What is needed: Exclude the pictures and return every line exactly as written.

Pointing dataset records:
•••••
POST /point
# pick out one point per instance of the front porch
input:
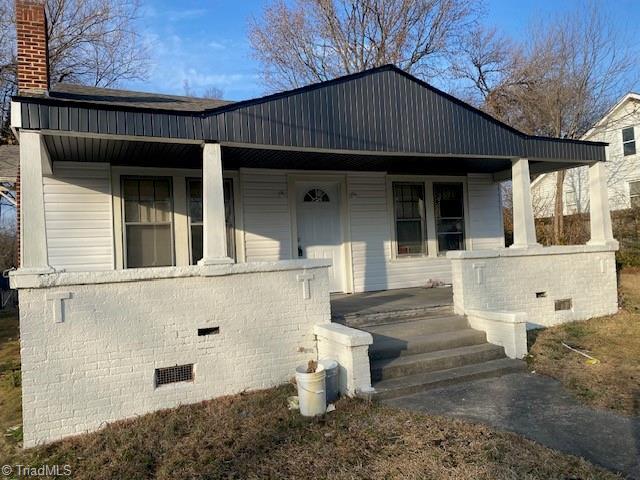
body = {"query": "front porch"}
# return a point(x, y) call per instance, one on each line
point(347, 308)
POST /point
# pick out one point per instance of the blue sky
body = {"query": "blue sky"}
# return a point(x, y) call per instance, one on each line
point(205, 42)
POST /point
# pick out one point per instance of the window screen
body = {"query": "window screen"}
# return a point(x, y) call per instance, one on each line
point(628, 141)
point(194, 196)
point(148, 222)
point(449, 212)
point(408, 199)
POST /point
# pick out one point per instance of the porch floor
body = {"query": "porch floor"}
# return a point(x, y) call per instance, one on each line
point(386, 301)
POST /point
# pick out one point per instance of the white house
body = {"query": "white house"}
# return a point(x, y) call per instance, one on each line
point(175, 249)
point(620, 128)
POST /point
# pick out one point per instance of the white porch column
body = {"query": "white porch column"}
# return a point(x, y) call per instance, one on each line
point(524, 229)
point(34, 159)
point(213, 218)
point(601, 230)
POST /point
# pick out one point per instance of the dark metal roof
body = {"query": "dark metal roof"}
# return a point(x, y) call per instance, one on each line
point(125, 98)
point(383, 110)
point(189, 155)
point(9, 161)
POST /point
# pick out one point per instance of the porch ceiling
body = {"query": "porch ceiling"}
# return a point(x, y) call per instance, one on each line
point(189, 155)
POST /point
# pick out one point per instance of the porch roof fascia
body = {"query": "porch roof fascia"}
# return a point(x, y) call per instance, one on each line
point(450, 127)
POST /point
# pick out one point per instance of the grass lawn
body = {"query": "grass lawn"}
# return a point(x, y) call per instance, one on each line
point(255, 436)
point(614, 383)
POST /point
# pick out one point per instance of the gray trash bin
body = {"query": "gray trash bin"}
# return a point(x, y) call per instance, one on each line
point(331, 382)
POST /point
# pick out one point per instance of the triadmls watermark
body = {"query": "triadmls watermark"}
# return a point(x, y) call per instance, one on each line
point(35, 472)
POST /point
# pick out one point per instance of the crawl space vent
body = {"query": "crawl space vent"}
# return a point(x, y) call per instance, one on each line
point(564, 304)
point(179, 373)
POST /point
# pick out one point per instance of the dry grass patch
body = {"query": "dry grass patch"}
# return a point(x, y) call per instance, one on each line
point(255, 436)
point(614, 383)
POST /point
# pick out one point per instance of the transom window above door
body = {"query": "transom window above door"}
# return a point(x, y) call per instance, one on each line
point(148, 222)
point(316, 195)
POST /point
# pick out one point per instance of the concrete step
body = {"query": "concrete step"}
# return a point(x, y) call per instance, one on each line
point(401, 386)
point(423, 325)
point(384, 369)
point(400, 344)
point(358, 320)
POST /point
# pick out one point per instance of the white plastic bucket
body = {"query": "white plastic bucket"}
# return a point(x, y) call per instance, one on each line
point(331, 379)
point(312, 394)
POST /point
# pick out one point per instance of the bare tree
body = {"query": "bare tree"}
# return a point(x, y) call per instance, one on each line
•••••
Output for this exercise:
POST /point
# pick out one point per instance of the front porch
input:
body = {"query": "front porch"}
# return a point(x, y) call per instance, one on each line
point(347, 308)
POST /point
# pick out one point per instance of the blue sky
body = {"query": "blue sky"}
# return a point(x, y) call per instance, one on each line
point(205, 42)
POST /point
# pick out one point per instance of the window screen
body = {"query": "window screen"}
# return a point(x, y) call per instance, one on each line
point(628, 141)
point(194, 196)
point(148, 222)
point(449, 212)
point(408, 199)
POST /point
# pick out one point per instance of the porch floor
body = {"query": "porch floor"}
# return a point(x, y) call per instance, one on each line
point(386, 301)
POST /point
# pick out one point per instance of the white house
body = {"query": "white house"}
# return a point(x, y) call per instance, one on each line
point(175, 249)
point(620, 128)
POST /point
# pick out one point per instance of the white porch column
body = {"query": "white porch column"}
# return a point(x, y) call per instance, one on each line
point(524, 229)
point(34, 159)
point(213, 218)
point(601, 230)
POST /point
# pick out one point per instance of the dark metal roof
body = {"query": "dark metal roof"}
# return a point(x, y) call per instance, one on each line
point(125, 98)
point(383, 110)
point(189, 155)
point(9, 161)
POST /point
# pick out one point per instance of the porch ceiling
body = {"query": "porch ceiling"}
# return a point(x, y) call per instance, one on each line
point(189, 155)
POST /point
# pick out one point per instance of the porch roof fascia
body = {"query": "porch roof fascia"}
# return a point(x, y) call per instance, one on each line
point(450, 127)
POST /point
# pick out one point per instance of the grass lawn
body = {"query": "grass lawn"}
# return a point(x, y) call per instance, one on each line
point(255, 436)
point(614, 383)
POST /point
# pick out one point per instance of the gray trash bin
body = {"query": "gray trash bin"}
# return a point(x, y) call per instance, one on each line
point(331, 382)
POST /point
# pick out one point per instance of the triadmls watermark
body = {"query": "triadmls watermark"}
# return a point(x, y) call per instance, one on each line
point(35, 472)
POST /point
# pick out one point per instance of the crawl space vent
body = {"query": "crawl space vent"}
# return a point(x, y) call per instance, one on each line
point(564, 304)
point(179, 373)
POST /point
# pick out one point per instance of the dry grass patch
body = {"query": "dry grass patch"}
# return a point(x, y) call per instance, one on each line
point(255, 436)
point(614, 383)
POST /point
# pick out one point per instance of the transom window above door
body = {"query": "transom window above door"}
# return a point(x, y) call per instance, one on each line
point(148, 222)
point(316, 195)
POST /point
# pick out one point per instance of the concrete step
body = {"query": "concrete step"}
# return a point(x, y) call per instance, one on each line
point(401, 386)
point(423, 325)
point(384, 369)
point(400, 344)
point(358, 320)
POST /point
# pick out one point per instance of the white plastic bucket
body = {"query": "white plastic bucket"}
# return a point(x, y) call per instance, one on each line
point(331, 379)
point(312, 394)
POST /point
# pick out one point per instance of the bare tree
body = {"query": "bare tree"}
# return a point(x, y) call per instance, one on each line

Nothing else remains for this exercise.